• _Task brief_:
Locate the line that contains "Target: gray wall". Print it and every subsequent line through the final line of the records, exactly and only those.
— start of Material for this exercise —
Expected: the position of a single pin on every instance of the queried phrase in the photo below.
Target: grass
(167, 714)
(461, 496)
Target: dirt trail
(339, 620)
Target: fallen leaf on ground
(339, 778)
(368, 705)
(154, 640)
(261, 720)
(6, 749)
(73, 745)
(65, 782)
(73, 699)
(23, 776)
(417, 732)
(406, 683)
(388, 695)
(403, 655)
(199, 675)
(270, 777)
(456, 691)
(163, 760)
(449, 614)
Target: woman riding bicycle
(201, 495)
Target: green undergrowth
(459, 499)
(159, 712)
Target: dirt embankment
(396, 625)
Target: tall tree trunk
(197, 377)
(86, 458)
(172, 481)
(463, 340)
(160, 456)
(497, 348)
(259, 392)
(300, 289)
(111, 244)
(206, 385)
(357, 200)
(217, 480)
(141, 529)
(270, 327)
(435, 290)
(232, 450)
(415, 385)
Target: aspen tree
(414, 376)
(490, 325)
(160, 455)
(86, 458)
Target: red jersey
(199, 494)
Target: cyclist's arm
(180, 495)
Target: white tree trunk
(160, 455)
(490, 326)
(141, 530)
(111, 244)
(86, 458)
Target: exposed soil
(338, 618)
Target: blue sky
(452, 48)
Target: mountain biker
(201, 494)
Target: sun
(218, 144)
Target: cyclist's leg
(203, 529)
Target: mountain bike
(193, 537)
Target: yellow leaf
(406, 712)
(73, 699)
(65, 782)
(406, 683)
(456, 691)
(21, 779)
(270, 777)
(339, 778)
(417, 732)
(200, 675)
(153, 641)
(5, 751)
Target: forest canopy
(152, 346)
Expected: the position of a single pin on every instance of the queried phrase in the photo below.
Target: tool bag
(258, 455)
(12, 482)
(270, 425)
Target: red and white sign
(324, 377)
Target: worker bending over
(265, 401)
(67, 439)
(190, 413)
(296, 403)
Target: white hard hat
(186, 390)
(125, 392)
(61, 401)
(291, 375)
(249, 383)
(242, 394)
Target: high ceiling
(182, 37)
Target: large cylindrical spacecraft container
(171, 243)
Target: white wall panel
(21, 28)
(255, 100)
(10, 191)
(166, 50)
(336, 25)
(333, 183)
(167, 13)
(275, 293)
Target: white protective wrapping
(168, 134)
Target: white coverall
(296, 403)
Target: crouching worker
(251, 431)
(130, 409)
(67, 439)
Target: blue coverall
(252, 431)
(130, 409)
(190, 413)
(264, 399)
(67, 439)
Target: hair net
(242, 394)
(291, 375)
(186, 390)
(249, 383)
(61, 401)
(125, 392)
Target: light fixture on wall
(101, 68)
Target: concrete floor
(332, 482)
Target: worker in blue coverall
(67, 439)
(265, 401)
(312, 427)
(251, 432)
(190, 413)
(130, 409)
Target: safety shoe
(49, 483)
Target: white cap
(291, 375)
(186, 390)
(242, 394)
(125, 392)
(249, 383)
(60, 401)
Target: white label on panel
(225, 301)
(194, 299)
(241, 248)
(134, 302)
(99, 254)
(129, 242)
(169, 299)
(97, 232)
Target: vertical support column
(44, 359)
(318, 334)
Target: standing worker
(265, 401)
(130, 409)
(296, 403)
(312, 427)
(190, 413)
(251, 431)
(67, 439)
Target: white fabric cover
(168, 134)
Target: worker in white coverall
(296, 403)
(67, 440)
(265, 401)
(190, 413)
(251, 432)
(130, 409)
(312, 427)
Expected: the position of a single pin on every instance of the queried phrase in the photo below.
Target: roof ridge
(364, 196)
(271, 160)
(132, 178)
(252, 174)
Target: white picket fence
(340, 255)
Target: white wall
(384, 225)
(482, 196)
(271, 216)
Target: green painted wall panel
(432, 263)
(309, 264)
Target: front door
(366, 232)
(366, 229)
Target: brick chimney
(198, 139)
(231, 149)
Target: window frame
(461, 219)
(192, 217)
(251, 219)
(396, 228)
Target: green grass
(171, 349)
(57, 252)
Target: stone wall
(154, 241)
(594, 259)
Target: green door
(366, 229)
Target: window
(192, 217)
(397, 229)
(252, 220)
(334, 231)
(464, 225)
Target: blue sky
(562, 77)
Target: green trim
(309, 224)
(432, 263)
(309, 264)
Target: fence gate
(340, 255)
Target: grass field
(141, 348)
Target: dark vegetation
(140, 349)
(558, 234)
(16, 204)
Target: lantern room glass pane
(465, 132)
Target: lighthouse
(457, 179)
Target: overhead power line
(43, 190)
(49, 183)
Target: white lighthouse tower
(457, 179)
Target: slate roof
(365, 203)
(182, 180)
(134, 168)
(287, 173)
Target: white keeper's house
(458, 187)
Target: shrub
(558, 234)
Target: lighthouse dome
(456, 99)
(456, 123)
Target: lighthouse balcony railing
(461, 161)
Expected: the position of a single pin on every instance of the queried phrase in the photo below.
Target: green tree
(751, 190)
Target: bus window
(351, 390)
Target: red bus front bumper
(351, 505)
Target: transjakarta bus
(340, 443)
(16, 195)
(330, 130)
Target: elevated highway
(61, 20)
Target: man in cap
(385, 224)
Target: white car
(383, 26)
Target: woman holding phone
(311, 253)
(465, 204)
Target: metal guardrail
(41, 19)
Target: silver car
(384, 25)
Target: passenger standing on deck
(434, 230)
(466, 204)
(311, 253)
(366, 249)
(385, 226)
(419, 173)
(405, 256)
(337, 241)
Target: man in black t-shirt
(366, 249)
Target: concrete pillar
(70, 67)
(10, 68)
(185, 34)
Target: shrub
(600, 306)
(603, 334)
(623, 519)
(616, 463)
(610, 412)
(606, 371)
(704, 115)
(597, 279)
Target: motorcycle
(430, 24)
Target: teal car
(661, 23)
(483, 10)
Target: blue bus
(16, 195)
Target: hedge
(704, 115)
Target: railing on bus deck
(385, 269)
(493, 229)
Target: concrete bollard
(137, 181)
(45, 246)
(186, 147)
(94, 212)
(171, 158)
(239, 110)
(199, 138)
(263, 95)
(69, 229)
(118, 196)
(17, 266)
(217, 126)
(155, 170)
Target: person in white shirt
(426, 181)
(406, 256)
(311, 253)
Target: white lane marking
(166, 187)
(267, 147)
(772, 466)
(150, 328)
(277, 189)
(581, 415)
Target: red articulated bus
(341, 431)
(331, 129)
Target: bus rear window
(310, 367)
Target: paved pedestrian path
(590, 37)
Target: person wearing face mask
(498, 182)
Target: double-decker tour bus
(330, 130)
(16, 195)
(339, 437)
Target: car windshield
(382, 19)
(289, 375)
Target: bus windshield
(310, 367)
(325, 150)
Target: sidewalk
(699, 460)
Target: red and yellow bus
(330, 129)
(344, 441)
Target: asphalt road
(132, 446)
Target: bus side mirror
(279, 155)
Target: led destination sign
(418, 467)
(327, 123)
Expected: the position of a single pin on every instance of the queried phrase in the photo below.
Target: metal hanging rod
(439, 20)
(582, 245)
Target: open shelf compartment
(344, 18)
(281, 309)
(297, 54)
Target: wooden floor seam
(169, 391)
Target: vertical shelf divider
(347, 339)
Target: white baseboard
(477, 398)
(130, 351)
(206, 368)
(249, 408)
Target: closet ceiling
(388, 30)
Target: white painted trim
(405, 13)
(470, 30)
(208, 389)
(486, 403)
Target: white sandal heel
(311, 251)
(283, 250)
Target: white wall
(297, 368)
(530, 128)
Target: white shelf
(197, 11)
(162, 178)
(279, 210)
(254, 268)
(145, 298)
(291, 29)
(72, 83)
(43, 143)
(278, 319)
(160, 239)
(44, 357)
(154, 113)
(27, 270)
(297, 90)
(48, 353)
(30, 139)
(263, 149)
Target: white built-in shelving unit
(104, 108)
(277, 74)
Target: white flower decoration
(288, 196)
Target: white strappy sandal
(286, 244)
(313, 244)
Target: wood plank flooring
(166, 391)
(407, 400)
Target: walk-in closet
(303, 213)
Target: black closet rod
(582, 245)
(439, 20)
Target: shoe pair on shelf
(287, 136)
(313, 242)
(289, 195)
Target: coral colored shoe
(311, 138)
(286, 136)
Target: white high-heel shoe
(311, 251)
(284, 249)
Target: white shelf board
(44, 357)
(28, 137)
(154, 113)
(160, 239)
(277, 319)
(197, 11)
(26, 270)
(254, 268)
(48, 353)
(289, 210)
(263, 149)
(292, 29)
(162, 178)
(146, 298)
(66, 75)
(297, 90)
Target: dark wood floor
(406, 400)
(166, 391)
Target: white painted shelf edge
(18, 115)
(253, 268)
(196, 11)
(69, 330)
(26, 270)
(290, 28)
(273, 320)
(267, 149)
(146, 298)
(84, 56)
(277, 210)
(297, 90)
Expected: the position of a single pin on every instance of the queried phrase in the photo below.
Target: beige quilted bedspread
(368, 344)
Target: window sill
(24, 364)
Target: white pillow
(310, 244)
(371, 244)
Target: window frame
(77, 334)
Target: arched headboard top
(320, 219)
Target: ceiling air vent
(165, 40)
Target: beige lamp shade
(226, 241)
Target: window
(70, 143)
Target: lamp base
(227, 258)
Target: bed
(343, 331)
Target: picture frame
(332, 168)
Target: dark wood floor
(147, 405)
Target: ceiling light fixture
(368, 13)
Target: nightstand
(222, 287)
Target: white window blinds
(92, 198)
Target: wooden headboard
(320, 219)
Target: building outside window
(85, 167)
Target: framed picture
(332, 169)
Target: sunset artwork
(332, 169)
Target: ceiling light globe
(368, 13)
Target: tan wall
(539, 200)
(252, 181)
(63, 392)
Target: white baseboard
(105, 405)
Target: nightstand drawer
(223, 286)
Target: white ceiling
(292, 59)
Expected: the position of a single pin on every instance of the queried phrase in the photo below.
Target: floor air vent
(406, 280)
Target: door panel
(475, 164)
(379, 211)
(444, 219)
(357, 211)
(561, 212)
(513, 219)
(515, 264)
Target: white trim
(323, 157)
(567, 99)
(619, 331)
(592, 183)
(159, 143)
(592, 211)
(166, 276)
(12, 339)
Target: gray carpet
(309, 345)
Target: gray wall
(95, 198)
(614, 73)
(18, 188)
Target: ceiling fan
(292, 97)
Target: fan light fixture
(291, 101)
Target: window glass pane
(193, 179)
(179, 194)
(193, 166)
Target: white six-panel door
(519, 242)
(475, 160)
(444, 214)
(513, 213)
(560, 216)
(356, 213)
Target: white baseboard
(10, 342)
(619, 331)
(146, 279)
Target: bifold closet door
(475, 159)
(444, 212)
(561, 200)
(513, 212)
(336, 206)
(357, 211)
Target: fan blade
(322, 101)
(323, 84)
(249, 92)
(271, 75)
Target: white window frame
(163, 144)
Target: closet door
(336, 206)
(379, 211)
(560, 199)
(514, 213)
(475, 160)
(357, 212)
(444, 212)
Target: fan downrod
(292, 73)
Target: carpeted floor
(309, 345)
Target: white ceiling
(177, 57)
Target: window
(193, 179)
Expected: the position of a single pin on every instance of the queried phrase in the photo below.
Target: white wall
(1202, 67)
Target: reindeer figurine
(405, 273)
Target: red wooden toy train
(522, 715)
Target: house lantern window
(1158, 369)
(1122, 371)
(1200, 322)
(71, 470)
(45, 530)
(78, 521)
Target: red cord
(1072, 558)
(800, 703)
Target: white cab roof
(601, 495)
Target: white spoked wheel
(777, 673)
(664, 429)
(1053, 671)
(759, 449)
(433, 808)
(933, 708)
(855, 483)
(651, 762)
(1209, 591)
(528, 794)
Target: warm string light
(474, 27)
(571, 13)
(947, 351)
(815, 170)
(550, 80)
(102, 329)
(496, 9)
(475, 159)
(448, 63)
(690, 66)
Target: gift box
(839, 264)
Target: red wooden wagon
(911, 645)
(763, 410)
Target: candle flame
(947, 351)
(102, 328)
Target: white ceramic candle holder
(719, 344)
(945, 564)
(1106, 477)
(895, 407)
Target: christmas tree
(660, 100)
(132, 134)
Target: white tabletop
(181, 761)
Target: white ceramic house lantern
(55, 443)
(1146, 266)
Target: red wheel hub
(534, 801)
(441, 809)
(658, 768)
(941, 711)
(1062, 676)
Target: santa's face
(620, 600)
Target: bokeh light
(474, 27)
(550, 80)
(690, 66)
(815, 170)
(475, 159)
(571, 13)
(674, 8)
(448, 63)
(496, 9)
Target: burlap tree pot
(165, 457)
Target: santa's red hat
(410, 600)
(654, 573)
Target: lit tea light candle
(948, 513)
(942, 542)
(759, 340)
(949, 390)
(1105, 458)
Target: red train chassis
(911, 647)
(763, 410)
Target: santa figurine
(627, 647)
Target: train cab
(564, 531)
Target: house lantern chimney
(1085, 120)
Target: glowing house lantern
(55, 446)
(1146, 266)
— end of Material for this exercise —
• _Exercise solution_:
Target: gray wall
(95, 198)
(614, 73)
(18, 188)
Target: ceiling fan
(292, 97)
Target: fan light fixture
(291, 101)
Target: window glass pane
(193, 179)
(179, 194)
(193, 166)
Target: white six-panel door
(519, 242)
(475, 160)
(444, 214)
(513, 213)
(560, 216)
(356, 213)
Target: white baseboard
(10, 342)
(619, 331)
(146, 279)
Target: bifold closet door
(475, 159)
(444, 212)
(561, 200)
(513, 212)
(336, 206)
(357, 211)
Target: fan blade
(322, 101)
(323, 84)
(249, 92)
(271, 75)
Target: white window frame
(163, 144)
Target: closet door
(336, 206)
(379, 211)
(560, 199)
(514, 213)
(475, 160)
(357, 212)
(444, 212)
Target: fan downrod
(292, 73)
Target: carpeted floor
(309, 345)
Target: white ceiling
(177, 57)
Target: window
(193, 179)
Expected: the position of a single pin on every instance of the queried phrase in the photo below.
Target: white wall
(1202, 67)
Target: reindeer figurine
(405, 273)
Target: red wooden toy train
(522, 715)
Target: house lantern window
(1158, 369)
(1122, 371)
(1200, 322)
(71, 470)
(45, 530)
(78, 521)
Target: red cord
(1072, 558)
(800, 703)
Target: white cab roof
(601, 495)
Target: white spoked wheel
(777, 673)
(664, 429)
(1053, 671)
(759, 449)
(433, 808)
(933, 708)
(855, 483)
(651, 762)
(1209, 591)
(528, 794)
Target: warm string light
(474, 27)
(571, 13)
(947, 351)
(815, 170)
(550, 80)
(102, 329)
(496, 9)
(475, 159)
(448, 63)
(690, 66)
Target: gift box
(839, 264)
Target: red wooden wagon
(911, 645)
(763, 410)
Target: candle flame
(947, 351)
(102, 328)
Target: white ceramic candle holder
(719, 344)
(945, 564)
(1106, 477)
(895, 407)
Target: christmas tree
(660, 100)
(132, 134)
Target: white tabletop
(181, 761)
Target: white ceramic house lantern
(55, 443)
(1146, 266)
Target: red wheel hub
(534, 801)
(441, 809)
(658, 768)
(941, 711)
(1062, 676)
Target: santa's face
(620, 600)
Target: bokeh light
(474, 27)
(550, 80)
(690, 66)
(815, 170)
(475, 159)
(571, 13)
(674, 8)
(448, 63)
(496, 9)
Target: burlap tree pot
(165, 457)
Target: santa's red hat
(410, 600)
(654, 573)
Target: lit tea light candle
(948, 513)
(942, 542)
(759, 340)
(949, 390)
(1105, 458)
Target: red train chassis
(911, 647)
(763, 410)
Target: santa figurine
(627, 647)
Target: train cab
(564, 531)
Target: house lantern chimney
(1085, 120)
Target: glowing house lantern
(55, 446)
(1146, 266)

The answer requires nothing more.